## WRITTEN TASK
Rewrite the whole listing below, including the request text, and increase every point coordinate in the answers by 70 while leaving the numbers in the requests and their format samples unchanged. Leave out the pictures.

(Excerpts from point annotation data)

** BEGIN **

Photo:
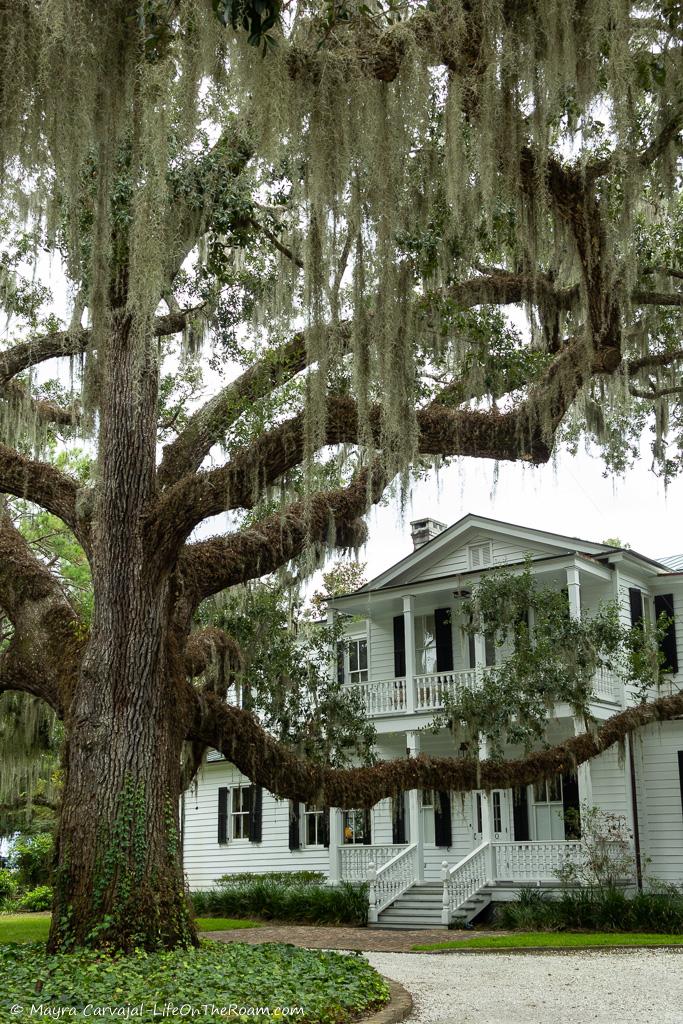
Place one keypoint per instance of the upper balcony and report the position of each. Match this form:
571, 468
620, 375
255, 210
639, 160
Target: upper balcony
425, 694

** END **

## OUTPUT
Photo:
Place one keypoint per instance of the upper balcony and report the position of each. Match this form:
571, 468
620, 375
255, 210
639, 160
Target: upper balcony
495, 764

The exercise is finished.